- _REQUIREMENTS_: Number each line of the records below in order, leaving out any blank lines.

□ □ □ □

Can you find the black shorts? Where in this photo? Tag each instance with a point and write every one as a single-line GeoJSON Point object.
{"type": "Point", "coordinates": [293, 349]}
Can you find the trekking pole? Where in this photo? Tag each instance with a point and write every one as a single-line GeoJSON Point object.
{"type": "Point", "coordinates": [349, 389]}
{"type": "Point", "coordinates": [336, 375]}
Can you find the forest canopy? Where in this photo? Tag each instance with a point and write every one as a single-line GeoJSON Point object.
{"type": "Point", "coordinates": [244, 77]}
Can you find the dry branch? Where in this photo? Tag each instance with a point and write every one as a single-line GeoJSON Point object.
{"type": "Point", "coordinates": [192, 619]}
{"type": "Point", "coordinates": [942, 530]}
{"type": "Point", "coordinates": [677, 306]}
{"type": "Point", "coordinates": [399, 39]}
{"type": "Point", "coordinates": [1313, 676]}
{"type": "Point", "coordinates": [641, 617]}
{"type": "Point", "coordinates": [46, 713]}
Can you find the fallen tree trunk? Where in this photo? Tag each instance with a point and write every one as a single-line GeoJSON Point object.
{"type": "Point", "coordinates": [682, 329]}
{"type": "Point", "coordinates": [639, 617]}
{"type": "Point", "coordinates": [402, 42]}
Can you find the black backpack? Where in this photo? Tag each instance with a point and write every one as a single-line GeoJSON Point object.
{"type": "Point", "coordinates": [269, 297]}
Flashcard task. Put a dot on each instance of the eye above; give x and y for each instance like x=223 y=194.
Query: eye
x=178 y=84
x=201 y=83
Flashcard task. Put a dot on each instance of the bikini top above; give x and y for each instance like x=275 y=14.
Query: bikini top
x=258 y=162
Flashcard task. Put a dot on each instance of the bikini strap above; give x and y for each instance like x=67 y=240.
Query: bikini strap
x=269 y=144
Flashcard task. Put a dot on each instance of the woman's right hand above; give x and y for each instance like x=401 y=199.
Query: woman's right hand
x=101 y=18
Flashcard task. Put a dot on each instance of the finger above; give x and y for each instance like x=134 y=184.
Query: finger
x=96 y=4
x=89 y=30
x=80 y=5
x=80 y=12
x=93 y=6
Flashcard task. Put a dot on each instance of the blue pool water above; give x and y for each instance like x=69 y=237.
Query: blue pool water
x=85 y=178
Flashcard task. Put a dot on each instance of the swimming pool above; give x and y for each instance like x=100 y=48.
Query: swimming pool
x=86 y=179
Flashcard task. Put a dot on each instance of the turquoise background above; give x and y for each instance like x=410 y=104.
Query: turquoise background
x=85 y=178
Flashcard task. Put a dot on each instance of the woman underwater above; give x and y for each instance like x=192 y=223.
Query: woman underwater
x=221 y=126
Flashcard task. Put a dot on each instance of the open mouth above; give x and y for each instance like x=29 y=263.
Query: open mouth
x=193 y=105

□ □ □ □

- _SOLUTION FOR THIS EXERCISE_:
1. Can you find the black shorts? Where in this photo? Tag each instance with a point and write every one as a single-line GeoJSON Point object.
2. {"type": "Point", "coordinates": [293, 349]}
3. Can you find the trekking pole? Where in this photo? Tag each instance with a point and write every one as a single-line GeoJSON Point object.
4. {"type": "Point", "coordinates": [349, 389]}
5. {"type": "Point", "coordinates": [336, 375]}
6. Can you find the forest canopy? Where in this photo? Tag each instance with a point and write every one as a single-line GeoJSON Point object.
7. {"type": "Point", "coordinates": [244, 77]}
8. Can you find the dry branch? Where in this photo? Tag each instance with a point and write every one as a single-line GeoJSON Point object.
9. {"type": "Point", "coordinates": [192, 619]}
10. {"type": "Point", "coordinates": [942, 530]}
11. {"type": "Point", "coordinates": [677, 306]}
12. {"type": "Point", "coordinates": [399, 39]}
13. {"type": "Point", "coordinates": [1313, 676]}
14. {"type": "Point", "coordinates": [641, 617]}
15. {"type": "Point", "coordinates": [46, 713]}
16. Can you find the fallen tree trunk? Where in this photo? Tag each instance with a point and write every one as a single-line GeoJSON Point object.
17. {"type": "Point", "coordinates": [682, 329]}
18. {"type": "Point", "coordinates": [639, 617]}
19. {"type": "Point", "coordinates": [402, 42]}
20. Can you find the black backpack? Where in this photo? Tag each instance with a point and write every one as a single-line GeoJSON Point object.
21. {"type": "Point", "coordinates": [269, 297]}
22. Flashcard task. Put a dot on each instance of the eye above; give x and y for each instance like x=223 y=194.
23. Query: eye
24. x=178 y=84
25. x=201 y=83
26. Flashcard task. Put a dot on each instance of the bikini top above; give x and y for each instance like x=275 y=14.
27. Query: bikini top
28. x=258 y=162
29. Flashcard task. Put a dot on each instance of the bikini strap above; give x and y for each instance like x=67 y=240.
30. Query: bikini strap
31. x=269 y=144
32. Flashcard task. Put a dot on each instance of the woman's right hand above; give x and y for each instance like x=401 y=199.
33. Query: woman's right hand
34. x=101 y=18
35. Flashcard task. Put a dot on each instance of the finger above; give x and y for each instance like x=134 y=184.
36. Query: finger
37. x=96 y=4
38. x=89 y=30
39. x=80 y=5
40. x=80 y=12
41. x=93 y=6
42. Flashcard task. Put a dot on each instance of the blue pool water above; give x and y for each instance like x=69 y=237.
43. Query: blue pool water
44. x=85 y=178
45. Flashcard task. Put a dot on each instance of the swimming pool above; give x and y for each instance like x=100 y=48.
46. Query: swimming pool
47. x=86 y=179
48. Flashcard task. Put a dot on each instance of the turquoise background above; give x and y for each instance like x=410 y=104.
49. Query: turquoise background
50. x=85 y=178
51. Flashcard task. Put a dot on each instance of the woman underwater above; give x and y for each instance like x=192 y=223.
52. Query: woman underwater
53. x=221 y=126
54. Flashcard task. Put a dot on each instance of the open mouth above; give x and y for each instance like x=29 y=263.
55. Query: open mouth
56. x=193 y=105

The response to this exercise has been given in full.